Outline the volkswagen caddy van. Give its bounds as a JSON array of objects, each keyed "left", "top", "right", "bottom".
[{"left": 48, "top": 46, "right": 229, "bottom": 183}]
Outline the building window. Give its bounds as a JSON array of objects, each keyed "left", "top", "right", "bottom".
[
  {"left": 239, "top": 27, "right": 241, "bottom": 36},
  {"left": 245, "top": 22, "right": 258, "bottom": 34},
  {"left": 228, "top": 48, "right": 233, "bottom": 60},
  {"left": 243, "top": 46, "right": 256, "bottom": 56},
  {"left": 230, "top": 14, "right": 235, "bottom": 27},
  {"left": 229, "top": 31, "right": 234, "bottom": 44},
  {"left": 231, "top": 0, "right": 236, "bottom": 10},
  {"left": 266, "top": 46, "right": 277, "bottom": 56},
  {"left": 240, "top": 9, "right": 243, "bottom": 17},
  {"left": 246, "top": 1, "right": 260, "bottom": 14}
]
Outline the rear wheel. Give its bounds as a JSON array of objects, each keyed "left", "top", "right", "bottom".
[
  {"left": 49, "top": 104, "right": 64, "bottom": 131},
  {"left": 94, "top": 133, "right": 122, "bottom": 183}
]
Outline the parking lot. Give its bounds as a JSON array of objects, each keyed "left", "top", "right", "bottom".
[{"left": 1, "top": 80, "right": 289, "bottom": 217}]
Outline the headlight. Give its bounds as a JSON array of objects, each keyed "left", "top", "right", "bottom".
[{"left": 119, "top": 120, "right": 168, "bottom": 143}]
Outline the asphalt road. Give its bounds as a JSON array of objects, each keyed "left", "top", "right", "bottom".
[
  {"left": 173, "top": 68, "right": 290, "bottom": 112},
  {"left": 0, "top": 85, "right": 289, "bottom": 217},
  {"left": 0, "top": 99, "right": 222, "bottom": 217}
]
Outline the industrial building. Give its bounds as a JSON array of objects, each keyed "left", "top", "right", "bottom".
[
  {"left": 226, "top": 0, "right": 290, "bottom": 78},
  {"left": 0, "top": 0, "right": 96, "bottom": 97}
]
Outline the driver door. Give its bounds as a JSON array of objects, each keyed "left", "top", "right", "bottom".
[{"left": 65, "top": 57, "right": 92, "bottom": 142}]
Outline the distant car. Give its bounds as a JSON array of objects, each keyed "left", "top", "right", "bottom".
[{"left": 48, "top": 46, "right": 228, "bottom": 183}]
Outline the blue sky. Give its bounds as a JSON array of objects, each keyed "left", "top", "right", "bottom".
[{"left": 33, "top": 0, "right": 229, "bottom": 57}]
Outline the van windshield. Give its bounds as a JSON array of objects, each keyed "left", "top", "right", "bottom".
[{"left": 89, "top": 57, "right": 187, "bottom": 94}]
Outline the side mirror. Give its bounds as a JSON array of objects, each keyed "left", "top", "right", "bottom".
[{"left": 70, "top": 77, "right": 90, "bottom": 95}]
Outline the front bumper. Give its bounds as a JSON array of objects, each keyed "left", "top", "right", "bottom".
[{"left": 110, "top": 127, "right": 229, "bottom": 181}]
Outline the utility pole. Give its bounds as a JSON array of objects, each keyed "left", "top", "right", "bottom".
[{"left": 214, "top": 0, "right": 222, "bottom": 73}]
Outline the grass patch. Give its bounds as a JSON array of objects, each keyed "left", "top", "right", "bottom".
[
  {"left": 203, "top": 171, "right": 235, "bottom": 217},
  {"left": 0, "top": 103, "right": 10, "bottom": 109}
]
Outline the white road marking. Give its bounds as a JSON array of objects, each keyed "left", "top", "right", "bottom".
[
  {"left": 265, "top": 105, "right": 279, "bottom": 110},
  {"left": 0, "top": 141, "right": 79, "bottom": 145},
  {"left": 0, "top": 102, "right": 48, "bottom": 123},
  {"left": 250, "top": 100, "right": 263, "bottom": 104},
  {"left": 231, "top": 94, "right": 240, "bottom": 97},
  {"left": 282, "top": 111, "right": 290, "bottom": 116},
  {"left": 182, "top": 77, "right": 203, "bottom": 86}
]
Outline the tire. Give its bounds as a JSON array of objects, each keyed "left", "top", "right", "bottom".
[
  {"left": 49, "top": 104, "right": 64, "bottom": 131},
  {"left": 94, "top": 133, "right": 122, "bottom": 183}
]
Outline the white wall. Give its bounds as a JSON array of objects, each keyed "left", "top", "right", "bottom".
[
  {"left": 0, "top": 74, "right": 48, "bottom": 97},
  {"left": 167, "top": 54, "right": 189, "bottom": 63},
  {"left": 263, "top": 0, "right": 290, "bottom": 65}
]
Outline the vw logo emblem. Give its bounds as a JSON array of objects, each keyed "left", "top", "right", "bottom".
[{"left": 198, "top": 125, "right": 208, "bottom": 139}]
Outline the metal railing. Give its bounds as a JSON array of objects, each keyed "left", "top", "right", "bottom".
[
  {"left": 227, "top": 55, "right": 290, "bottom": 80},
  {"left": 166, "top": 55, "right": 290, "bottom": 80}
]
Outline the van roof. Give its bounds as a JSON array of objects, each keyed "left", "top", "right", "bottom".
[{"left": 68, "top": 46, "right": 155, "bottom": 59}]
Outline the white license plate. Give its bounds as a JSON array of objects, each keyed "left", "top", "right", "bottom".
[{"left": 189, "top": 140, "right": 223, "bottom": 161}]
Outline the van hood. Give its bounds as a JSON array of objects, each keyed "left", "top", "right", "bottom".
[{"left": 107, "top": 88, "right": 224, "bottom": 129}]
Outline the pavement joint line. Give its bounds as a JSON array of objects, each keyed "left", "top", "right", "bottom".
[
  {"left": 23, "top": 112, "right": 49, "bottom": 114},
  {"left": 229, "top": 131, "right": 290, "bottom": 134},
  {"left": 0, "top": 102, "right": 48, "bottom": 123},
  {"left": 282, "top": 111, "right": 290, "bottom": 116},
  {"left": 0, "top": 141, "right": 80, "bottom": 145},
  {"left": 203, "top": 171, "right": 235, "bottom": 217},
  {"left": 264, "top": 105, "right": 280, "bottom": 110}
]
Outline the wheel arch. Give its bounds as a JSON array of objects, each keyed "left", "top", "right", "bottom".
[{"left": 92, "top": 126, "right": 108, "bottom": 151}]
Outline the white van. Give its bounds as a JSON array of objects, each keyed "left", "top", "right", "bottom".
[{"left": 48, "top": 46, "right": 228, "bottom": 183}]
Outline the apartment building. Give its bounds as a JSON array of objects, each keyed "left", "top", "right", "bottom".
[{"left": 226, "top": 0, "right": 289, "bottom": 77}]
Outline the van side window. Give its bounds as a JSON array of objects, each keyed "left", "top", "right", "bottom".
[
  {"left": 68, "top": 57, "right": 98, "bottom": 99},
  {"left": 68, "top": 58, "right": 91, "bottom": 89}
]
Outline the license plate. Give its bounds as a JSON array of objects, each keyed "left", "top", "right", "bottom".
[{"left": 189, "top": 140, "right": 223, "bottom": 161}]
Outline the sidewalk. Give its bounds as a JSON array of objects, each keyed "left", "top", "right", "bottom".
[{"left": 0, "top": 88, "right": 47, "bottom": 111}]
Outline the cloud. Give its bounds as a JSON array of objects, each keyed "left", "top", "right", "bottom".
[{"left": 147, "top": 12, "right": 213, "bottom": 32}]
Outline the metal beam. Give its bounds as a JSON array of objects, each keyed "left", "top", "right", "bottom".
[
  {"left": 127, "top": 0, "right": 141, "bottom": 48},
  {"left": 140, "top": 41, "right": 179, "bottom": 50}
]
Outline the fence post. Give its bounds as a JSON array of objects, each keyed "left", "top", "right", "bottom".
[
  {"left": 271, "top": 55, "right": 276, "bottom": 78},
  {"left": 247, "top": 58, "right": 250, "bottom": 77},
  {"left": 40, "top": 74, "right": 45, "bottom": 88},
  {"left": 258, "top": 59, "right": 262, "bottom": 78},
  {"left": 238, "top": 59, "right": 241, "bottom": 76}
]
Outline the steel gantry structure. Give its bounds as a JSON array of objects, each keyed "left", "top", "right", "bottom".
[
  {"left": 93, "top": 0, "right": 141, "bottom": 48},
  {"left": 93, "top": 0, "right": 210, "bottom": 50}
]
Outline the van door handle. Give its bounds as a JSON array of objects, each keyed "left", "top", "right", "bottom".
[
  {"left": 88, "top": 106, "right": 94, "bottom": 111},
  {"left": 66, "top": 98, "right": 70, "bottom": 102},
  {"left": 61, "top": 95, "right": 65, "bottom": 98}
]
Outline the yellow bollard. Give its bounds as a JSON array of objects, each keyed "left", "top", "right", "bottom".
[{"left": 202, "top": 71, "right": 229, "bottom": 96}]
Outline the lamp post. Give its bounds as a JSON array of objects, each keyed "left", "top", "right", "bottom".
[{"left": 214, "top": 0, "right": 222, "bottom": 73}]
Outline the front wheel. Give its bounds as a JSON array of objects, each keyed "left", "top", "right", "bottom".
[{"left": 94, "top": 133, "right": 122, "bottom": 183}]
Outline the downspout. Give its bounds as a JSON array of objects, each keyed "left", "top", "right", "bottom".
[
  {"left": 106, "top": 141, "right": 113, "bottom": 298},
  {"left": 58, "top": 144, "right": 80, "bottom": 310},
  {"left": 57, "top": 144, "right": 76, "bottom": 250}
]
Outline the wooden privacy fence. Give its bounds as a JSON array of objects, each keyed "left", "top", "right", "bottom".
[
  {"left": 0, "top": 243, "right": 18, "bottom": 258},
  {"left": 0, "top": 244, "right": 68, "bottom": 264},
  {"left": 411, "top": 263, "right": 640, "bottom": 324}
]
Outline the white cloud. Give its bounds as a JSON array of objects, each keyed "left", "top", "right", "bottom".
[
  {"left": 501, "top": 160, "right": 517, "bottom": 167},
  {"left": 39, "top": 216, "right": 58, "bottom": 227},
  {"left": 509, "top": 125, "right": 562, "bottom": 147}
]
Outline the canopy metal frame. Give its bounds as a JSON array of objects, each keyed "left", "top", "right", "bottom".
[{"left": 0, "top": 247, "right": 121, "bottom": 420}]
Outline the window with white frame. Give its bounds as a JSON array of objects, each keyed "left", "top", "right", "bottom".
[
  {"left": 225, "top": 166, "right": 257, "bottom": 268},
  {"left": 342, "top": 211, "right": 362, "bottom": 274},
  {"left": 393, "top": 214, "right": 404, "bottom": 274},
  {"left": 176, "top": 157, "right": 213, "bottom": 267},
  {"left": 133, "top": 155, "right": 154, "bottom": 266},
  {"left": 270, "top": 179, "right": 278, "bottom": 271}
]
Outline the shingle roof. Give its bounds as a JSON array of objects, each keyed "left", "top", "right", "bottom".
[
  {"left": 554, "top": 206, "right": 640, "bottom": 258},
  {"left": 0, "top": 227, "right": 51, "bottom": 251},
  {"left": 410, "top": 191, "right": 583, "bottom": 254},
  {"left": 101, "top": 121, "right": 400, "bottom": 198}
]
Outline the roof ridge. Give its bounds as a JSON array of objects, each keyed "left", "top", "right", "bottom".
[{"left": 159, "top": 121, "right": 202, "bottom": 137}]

-=-=-

▶ **Problem requirements**
At the line with "Outline the shingle", start returning lines exactly, and stop after the final line of the listing.

▶ **Result of this task**
Outline the shingle roof. Give its bounds as a JSON array of objects, each keyed "left", "top", "right", "bottom".
[
  {"left": 554, "top": 206, "right": 640, "bottom": 258},
  {"left": 0, "top": 227, "right": 51, "bottom": 251},
  {"left": 410, "top": 191, "right": 583, "bottom": 254},
  {"left": 101, "top": 121, "right": 400, "bottom": 198}
]
Outline the roof ridge. Give its bounds as a JSON array of objects, each keyed "left", "top", "right", "bottom".
[{"left": 159, "top": 121, "right": 202, "bottom": 137}]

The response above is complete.